(PASSAGE):
☆ ☆ ☆

What Sleaford Mods Tell Us About The End Of Capitalism & A 60s Dream | The Quietus

What Sleaford Mods Tell Us About The End Of Capitalism & A 60s Dream

As Sleaford Mods return to the UK at the end of a triumphant European tour, Hazel Sheffield argues the band are the product of the death of capitalism as much as their songs invoke its demise

Jason Williamson helps himself to another coffee from a machine in the green room upstairs at the John Dee, a gig venue in Oslo, with a sideways glance at a fridge of beer. Coloured light from a rotating lampshade lands on objects like the arrow on a gameshow wheel: blue cheese, half-empty bottle of red wine, stuffed bulldog wearing a yellow cap. "17 more shows to go," tour manager Steve Underwood announces, shuffling a stack of papers. "Is that all?" Jason replies, smirking.

Sleaford Mods have changed in the last year. Jason’s got new ink commemorating their support slot at Wembley with The Stone Roses: 17.6.17. The stuffed bulldog, a present from Jason’s kids, has joined the band on the road. His tour manager ribs him for taking selfies with it in public. Then there’s the booze, that Jason knocked on the head last year after he discovered that a full time touring schedule and a drink habit don’t mix.

By 10.30pm the band are rolling down the hill to bed, ready for Stockholm the following day. It’s hardly Spinal Tap. But for Jason, getting sober and playing a decent show every night are more important. "The idea is to stay in the game," he recently told The List, "to survive."

It’s been said before that no other band totally encapsulates the current British predicament: the hopelessness of working people facing stagnating wages, inflation, a collapsing welfare state.

But Sleaford Mods are also a product of the present catastrophe. As their name suggests, we are all, in our own way, smalltown mods, trying to buy ourselves a better future even as that future is snatched from us by Brexit, generational inequality and the unforgiving squeeze of a right-wing Government.

Once being a mod meant living above your station and dreaming of something better than where you came from. The late cultural critic Mark Fisher wrote that the mods of the 60s existed in a dream world of glamour and gangsterism, even if their reality was a parka and a packet of chips. He added: "With Sleaford Mods the chips are all that’s left."

Sleaford Mods show us England after the classless dream of the mods has died. The 2014 video for ‘Tied Up In Nottz’, released before Brexit, captured the wretchedness of small town England. It opens with a shot of Jason’s soggy brown brogues in a puddle. Here’s a man of style, a man who wanted something more once, digging in his purse for small change at the corner shop and standing in line for a bus in the rain.

On the back of the bus, as they travel round the city where they live, Sleaford Mods tell us about a fragmented night out in this place. Jason sings of stinking toilets, casual sexism, the "two pints destroyer" who can’t handle his drink, the "lonely-little DJs with no life", the inevitable call to a coke dealer when everyone is drunk. "We are real," Jason says, putting himself in the fray. "We are looking 20p in the 10p mix."

The video is set in Nottingham, where Jason lives. This city voted marginally in favour of leaving the EU. In the three months after the referendum, it had the second biggest rise in hate crime of anywhere in the UK: up 75 per cent. In one of nearly 200 similar incidents, racists broke into a home in Nottingham and told a Latvian family they were "fucking immigrants" and must leave the UK.

Sleaford is 30 miles from Nottingham and surrounded by fenlands. It has attracted successive waves of immigrants who often work low paid jobs on the land.

☆ ☆ ☆

(REQUIRED ACTIONS):
(a) In the Sleaford Mods article, list each thing Jason sings of in 'Tied Up In Nottz'.
(b) Carry the Sleaford Mods article forward with the next paragraph, beginning right after the sentence about immigrants working low-paid jobs on the land.

(Location labeling records):

☆ ☆ ☆

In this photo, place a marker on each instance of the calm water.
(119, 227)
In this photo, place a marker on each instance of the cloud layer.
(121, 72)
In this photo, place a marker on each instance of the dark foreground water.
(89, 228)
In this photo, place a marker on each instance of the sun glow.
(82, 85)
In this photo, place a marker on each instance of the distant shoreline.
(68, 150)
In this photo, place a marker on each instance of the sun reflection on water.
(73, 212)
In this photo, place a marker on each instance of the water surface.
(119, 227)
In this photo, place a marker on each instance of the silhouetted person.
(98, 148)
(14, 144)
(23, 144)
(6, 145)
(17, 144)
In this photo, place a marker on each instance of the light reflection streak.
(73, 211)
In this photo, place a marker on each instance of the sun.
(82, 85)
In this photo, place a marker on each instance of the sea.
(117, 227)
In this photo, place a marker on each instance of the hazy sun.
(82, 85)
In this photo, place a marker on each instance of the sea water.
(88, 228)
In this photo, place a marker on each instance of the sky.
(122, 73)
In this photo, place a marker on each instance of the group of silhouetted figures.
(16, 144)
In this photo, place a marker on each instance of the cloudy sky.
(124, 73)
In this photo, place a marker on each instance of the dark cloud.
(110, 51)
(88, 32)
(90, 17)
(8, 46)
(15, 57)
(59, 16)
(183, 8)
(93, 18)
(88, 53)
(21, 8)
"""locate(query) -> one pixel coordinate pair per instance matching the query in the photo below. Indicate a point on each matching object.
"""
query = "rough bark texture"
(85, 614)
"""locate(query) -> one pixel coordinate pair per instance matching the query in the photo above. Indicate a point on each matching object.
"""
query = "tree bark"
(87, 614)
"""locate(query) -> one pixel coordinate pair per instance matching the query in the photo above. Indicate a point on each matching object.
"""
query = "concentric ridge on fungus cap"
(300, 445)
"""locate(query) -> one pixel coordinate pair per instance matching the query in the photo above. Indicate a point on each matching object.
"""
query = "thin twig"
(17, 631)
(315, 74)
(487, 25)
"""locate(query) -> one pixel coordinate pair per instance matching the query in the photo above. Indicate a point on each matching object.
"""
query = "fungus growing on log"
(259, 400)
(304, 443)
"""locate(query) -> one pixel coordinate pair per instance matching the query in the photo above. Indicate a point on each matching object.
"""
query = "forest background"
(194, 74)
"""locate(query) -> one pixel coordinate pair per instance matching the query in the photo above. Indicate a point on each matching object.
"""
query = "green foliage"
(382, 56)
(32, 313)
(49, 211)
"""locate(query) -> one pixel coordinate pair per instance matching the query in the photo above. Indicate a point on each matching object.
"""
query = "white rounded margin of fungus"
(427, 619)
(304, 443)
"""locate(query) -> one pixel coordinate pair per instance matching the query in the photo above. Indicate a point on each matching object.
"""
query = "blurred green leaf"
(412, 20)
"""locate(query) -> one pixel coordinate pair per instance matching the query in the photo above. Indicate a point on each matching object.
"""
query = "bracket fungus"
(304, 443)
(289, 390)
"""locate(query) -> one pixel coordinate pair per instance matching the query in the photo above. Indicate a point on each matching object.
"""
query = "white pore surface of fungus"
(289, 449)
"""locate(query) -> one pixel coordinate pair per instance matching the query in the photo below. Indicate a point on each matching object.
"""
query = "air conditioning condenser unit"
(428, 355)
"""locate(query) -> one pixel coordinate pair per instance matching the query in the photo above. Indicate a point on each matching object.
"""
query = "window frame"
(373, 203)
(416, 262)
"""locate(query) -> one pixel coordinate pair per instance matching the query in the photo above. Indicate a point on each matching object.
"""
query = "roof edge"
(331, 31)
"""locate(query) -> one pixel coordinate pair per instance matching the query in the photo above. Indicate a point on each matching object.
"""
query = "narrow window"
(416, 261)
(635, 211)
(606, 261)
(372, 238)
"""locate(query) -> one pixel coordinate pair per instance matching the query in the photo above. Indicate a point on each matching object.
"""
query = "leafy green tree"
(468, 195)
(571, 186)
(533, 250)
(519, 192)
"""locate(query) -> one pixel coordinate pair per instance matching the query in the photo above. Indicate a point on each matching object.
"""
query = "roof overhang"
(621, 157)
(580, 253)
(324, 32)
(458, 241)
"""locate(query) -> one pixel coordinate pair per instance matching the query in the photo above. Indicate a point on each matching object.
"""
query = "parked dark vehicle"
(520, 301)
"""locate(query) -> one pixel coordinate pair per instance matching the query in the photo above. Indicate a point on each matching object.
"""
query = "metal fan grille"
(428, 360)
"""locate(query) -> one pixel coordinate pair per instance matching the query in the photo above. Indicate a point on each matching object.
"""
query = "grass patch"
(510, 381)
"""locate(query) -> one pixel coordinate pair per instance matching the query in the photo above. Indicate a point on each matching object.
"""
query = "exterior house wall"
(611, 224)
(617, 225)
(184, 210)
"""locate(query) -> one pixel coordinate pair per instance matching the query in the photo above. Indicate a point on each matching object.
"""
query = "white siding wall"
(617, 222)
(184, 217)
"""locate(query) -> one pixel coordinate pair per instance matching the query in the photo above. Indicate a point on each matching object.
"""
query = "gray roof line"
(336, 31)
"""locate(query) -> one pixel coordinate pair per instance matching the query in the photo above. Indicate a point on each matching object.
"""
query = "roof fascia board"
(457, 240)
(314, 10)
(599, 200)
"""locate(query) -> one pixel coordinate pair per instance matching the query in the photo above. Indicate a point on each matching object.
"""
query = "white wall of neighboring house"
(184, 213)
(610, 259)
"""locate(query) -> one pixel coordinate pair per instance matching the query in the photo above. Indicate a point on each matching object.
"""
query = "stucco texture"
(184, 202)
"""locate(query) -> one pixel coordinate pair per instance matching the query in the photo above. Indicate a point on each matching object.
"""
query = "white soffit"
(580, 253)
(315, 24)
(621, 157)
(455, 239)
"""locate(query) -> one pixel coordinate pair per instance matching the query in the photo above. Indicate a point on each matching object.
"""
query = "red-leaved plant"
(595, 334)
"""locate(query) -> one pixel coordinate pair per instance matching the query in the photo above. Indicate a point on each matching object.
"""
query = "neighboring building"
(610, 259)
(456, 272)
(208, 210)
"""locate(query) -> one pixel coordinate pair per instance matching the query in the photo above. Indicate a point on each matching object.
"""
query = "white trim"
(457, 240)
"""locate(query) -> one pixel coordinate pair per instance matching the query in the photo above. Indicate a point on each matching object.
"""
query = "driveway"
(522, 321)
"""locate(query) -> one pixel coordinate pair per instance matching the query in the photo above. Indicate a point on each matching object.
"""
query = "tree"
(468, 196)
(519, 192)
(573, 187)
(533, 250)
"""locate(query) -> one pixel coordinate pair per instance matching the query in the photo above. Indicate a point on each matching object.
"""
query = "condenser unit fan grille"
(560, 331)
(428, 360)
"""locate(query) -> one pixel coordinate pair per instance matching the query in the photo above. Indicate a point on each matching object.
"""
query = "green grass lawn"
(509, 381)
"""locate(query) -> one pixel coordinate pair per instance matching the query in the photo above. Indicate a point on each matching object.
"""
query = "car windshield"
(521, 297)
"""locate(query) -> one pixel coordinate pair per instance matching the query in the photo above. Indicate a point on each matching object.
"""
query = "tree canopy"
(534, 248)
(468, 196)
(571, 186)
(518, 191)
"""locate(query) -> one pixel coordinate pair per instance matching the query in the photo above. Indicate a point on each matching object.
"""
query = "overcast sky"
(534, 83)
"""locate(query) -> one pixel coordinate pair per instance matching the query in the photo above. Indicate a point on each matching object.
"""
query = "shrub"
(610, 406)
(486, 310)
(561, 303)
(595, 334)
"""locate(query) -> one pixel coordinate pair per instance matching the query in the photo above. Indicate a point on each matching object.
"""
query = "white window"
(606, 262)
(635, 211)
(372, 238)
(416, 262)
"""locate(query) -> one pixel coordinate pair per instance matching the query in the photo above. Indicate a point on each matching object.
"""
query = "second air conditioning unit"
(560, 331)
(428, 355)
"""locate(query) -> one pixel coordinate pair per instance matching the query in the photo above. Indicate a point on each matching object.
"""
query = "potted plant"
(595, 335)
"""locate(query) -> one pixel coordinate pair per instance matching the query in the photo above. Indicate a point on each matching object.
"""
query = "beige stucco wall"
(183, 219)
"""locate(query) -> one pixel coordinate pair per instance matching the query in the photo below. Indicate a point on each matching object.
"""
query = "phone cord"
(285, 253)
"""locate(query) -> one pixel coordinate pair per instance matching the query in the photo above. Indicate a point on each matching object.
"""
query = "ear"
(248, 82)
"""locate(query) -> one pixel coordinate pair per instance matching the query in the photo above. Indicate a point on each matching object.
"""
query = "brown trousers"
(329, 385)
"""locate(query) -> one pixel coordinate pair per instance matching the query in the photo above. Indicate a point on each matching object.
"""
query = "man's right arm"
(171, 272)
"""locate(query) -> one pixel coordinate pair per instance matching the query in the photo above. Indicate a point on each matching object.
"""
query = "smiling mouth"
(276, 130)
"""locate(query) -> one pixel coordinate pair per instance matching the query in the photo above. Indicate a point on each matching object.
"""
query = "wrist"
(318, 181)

☆ ☆ ☆

(RESPONSES PER TASK):
(a)
- stinking toilets
- casual sexism
- the "two pints destroyer" who can't handle his drink
- the "lonely-little DJs with no life"
- the inevitable call to a coke dealer when everyone is drunk

(b)
Jason didn’t know Brexit would happen when he chose the name. He wanted Sleaford Mods to be a nod to where he comes from, in opposition to the ruling classes and the metropolitan elite. You can hear this in his delivery: a flat, Midlands accent.

But by namechecking Sleaford as a rejection of the middle class elite in London, Jason put a flag in the part of the country that would one day have the highest number of leave voters in the UK.

He chose to call himself a mod as another small rebellion: "I thought Mod had been hijacked by the laziness of mainly Paul Weller and Noel Gallagher, who were in 2006 and 2007 still viewed as the oracles of the current movement," he says. "They’d become useless, fat, overblown. It was, in my own little world, a takeover so to speak, a coup."

Mods were a breed of teenagers that emerged at the end of the fifties wearing boxy, tailored suits, listening to American jazz and soul records and espousing European culture. In The Soul Stylists by Paolo Hewitt, Patrick Uden, a former mod, says: "Modernism was a uniquely English idea because it was born from the frustration of having nothing. To be a Modernist you had to come from a culture where Modernism didn’t exist and that made you different."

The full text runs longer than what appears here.